Natural-language object grounding data:
*** Begin section ***
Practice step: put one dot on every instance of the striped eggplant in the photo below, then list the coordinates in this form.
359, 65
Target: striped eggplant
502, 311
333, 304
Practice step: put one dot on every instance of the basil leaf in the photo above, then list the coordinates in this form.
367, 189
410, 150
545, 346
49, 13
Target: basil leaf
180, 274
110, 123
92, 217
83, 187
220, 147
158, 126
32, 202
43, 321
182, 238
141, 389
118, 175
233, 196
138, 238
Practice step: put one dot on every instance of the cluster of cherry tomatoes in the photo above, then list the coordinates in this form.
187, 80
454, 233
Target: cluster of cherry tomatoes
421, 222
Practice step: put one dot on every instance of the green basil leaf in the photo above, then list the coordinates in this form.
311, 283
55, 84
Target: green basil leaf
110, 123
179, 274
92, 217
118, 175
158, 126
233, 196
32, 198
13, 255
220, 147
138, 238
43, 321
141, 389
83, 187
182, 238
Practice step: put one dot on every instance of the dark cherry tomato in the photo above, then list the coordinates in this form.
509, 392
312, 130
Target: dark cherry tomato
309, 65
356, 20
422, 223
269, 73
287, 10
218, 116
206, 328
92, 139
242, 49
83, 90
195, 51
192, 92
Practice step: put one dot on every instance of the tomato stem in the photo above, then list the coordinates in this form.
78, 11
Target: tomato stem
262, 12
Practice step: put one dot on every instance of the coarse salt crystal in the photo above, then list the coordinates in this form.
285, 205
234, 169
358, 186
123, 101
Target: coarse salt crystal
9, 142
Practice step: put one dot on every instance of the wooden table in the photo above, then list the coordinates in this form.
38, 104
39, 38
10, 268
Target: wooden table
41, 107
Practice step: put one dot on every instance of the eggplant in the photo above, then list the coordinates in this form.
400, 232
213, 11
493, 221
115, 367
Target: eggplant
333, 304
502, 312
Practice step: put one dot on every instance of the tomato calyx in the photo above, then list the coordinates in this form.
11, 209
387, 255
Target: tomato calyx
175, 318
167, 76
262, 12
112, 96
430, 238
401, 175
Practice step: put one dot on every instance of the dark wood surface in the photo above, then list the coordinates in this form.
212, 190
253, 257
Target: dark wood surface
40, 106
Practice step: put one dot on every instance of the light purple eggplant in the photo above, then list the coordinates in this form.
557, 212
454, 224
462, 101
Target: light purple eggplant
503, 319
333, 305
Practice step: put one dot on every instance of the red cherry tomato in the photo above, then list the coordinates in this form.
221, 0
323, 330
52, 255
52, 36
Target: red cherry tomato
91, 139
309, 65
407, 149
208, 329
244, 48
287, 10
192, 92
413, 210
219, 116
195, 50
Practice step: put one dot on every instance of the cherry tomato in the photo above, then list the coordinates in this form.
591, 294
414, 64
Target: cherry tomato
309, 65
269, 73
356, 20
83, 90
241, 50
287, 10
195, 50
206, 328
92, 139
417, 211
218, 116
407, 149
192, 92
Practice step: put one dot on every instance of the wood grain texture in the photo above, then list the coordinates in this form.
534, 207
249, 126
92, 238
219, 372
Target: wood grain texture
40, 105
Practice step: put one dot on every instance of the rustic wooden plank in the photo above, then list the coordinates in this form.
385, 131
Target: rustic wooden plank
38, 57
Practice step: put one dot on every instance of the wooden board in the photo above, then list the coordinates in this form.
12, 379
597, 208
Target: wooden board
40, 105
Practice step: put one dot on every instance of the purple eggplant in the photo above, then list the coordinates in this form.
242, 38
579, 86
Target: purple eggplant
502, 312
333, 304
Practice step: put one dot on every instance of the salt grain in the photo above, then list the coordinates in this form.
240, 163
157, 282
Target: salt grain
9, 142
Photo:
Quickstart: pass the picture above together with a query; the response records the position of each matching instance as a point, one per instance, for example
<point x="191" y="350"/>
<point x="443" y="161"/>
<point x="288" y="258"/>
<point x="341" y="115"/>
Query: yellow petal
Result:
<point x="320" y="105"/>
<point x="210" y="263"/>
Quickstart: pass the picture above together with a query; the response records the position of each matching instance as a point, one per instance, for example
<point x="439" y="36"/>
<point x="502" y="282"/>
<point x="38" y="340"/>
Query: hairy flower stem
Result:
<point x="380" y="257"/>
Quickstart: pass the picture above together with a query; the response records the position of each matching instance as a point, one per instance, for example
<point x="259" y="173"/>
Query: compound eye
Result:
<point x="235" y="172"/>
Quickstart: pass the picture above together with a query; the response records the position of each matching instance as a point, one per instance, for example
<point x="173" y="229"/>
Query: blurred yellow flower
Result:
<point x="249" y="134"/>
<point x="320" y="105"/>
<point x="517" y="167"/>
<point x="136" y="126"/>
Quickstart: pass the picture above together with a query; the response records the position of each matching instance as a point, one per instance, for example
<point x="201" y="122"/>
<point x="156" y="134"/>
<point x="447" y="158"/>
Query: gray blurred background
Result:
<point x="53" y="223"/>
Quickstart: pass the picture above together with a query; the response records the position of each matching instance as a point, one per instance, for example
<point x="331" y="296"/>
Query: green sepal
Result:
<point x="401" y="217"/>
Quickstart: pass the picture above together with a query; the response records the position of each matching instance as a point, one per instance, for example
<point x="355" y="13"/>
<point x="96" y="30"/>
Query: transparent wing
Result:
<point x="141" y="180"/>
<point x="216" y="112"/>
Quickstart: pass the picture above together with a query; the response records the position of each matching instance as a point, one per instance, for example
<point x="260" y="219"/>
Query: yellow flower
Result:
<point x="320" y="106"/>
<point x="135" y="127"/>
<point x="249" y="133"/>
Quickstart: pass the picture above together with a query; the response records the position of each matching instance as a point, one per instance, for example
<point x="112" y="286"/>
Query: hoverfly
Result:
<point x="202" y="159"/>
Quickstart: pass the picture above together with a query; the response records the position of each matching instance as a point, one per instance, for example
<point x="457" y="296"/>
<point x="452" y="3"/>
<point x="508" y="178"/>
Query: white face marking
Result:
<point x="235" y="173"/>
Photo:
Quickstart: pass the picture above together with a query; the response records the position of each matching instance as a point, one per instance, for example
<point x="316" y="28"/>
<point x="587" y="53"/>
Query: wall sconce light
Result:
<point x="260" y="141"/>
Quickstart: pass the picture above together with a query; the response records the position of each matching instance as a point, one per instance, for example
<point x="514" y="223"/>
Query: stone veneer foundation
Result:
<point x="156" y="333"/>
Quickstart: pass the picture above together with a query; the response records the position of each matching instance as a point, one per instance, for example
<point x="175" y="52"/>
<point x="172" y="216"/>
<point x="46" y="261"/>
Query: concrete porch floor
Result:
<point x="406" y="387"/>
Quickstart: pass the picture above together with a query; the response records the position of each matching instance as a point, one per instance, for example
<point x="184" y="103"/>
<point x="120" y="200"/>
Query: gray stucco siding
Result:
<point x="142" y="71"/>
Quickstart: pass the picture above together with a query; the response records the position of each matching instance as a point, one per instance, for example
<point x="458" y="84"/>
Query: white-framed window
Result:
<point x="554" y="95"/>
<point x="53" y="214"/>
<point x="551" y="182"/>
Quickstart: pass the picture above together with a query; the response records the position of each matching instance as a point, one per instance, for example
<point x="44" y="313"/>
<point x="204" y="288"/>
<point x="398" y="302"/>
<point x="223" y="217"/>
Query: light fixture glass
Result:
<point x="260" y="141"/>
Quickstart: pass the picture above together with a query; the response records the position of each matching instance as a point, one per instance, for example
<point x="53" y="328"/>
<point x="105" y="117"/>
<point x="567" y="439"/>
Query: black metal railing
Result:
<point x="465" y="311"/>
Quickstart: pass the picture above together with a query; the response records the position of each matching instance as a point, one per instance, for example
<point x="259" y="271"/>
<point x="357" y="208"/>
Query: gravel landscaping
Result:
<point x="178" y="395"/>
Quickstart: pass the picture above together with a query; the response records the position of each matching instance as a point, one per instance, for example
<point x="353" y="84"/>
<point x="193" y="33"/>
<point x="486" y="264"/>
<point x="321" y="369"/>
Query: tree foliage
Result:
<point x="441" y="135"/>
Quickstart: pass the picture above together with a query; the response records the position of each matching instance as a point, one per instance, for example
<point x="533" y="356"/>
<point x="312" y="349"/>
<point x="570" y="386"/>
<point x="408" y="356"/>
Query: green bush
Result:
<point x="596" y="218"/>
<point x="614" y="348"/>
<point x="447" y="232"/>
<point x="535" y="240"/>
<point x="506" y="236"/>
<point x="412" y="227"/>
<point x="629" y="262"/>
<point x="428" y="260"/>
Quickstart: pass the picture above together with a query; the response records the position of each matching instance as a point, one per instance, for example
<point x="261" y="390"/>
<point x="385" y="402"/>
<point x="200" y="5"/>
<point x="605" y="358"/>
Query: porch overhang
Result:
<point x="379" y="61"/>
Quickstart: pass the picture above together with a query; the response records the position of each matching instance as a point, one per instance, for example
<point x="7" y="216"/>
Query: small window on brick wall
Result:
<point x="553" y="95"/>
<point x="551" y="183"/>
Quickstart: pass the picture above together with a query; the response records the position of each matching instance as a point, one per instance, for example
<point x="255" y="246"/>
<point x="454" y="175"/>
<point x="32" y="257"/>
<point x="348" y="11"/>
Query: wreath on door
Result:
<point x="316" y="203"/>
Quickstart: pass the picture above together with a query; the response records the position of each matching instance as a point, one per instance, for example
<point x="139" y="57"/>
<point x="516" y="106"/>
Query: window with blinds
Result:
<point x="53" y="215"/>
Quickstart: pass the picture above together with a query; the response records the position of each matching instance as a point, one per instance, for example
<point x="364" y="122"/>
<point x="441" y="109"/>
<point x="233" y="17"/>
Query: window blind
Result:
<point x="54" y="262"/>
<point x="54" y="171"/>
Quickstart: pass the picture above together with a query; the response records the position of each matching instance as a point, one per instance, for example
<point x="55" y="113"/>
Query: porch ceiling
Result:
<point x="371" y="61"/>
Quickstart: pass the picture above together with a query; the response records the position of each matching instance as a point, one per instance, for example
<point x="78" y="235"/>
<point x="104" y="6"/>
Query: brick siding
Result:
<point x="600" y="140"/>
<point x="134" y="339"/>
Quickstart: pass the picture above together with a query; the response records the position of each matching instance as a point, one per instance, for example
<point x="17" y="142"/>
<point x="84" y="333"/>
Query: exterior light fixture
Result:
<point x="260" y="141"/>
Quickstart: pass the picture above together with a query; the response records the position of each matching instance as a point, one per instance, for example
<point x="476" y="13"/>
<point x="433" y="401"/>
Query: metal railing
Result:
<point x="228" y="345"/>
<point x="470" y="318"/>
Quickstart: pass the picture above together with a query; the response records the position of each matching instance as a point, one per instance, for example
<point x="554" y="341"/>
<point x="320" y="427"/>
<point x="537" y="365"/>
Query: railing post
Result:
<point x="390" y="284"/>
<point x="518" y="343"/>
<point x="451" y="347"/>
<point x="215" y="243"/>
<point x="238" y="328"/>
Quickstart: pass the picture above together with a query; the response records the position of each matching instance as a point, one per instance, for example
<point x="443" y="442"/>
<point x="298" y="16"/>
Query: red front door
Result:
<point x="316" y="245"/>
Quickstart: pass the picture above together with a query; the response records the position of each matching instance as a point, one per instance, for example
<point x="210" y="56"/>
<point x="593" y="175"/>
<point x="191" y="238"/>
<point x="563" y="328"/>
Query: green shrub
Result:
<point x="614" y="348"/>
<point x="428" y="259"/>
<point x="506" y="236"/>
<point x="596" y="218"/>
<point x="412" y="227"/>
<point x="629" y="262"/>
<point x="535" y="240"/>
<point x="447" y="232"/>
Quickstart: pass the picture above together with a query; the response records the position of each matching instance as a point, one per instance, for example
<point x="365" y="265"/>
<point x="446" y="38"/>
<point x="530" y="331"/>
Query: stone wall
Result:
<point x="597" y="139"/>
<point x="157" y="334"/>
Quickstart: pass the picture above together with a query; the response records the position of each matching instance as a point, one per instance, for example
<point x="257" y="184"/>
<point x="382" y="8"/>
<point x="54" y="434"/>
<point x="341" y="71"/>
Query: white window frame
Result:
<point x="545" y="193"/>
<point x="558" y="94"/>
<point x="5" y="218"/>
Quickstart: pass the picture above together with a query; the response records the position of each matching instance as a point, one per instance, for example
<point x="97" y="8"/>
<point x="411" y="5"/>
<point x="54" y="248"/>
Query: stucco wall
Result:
*** End section ***
BRIEF: Pick each line holding the word "white" out of the data and copy it.

RESPONSE AREA:
Query: white face marking
Query: white-framed window
Query: white window frame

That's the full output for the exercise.